-- Begin Given records --

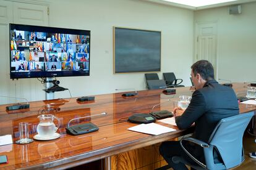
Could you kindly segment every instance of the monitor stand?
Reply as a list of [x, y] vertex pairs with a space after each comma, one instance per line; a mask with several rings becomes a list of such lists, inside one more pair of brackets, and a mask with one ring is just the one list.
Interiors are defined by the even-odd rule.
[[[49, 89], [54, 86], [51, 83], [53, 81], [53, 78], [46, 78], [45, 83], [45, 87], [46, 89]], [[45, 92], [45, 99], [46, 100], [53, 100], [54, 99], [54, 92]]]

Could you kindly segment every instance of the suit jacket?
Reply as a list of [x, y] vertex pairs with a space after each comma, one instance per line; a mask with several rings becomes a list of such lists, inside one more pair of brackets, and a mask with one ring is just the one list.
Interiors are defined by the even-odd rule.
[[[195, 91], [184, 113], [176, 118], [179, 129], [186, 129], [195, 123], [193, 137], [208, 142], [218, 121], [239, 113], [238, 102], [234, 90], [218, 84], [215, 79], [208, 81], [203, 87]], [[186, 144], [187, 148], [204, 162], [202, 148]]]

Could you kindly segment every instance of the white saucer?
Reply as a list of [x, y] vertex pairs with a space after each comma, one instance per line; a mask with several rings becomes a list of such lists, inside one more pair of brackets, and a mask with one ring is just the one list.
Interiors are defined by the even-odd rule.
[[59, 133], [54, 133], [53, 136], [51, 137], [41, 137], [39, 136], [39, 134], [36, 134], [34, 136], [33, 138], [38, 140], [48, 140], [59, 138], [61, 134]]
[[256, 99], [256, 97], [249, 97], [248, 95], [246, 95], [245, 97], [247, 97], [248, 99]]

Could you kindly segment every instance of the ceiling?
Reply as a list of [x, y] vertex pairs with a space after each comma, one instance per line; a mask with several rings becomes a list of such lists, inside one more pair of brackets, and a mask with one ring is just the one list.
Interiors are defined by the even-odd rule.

-- End Given records --

• **Given instruction**: Extract every line of the records above without changing a word, and leave the pictures out.

• **Exercise solution**:
Could you kindly segment every instance of the monitor stand?
Reply as a list of [x, y] vertex pairs with a space after each comma, one instance per line; a mask with several rings becomes a list of such lists, inside one more pair of brackets, and a mask with one ring is just the one list.
Interiors are defined by the even-odd rule.
[[[49, 89], [54, 86], [51, 83], [53, 81], [53, 78], [46, 78], [45, 83], [45, 87], [46, 89]], [[45, 92], [45, 99], [46, 100], [53, 100], [54, 99], [54, 92]]]

Could you kindly segment every instance of the suit jacket?
Reply as a list of [x, y] vertex pairs with a space after each comma, one instance per line; a mask with several rings becomes a list of such lists, inside one more pair of brackets, and a mask with one ring is just the one list.
Interiors are defined by the even-odd rule.
[[[195, 91], [184, 113], [176, 118], [179, 129], [186, 129], [195, 123], [193, 137], [208, 142], [218, 121], [239, 113], [238, 102], [234, 90], [218, 84], [215, 79], [208, 81], [203, 87]], [[186, 144], [187, 148], [204, 162], [202, 148]]]

Could you kindly segment every instance of the white saucer?
Reply as a list of [x, y] vertex pairs with a space after each comma, one instance per line; a mask with several rings becomes a list of such lists, inside one more pair of brackets, and a mask with one ring is just the one list.
Interiors are defined by the even-odd rule.
[[59, 133], [54, 133], [53, 136], [51, 137], [41, 137], [39, 136], [39, 134], [36, 134], [34, 136], [33, 138], [38, 140], [48, 140], [59, 138], [61, 134]]
[[256, 99], [256, 97], [249, 97], [248, 95], [246, 95], [245, 97], [247, 97], [248, 99]]

Could you kindly segment every instance of the ceiling?
Reply as a list of [x, y] vertex pairs with a space after each comma, one instance per line; a mask with several rings becomes a list of such lists, inside one more pair of brackets, and a mask with one ring is just the one list.
Interiors are defined by the even-odd rule.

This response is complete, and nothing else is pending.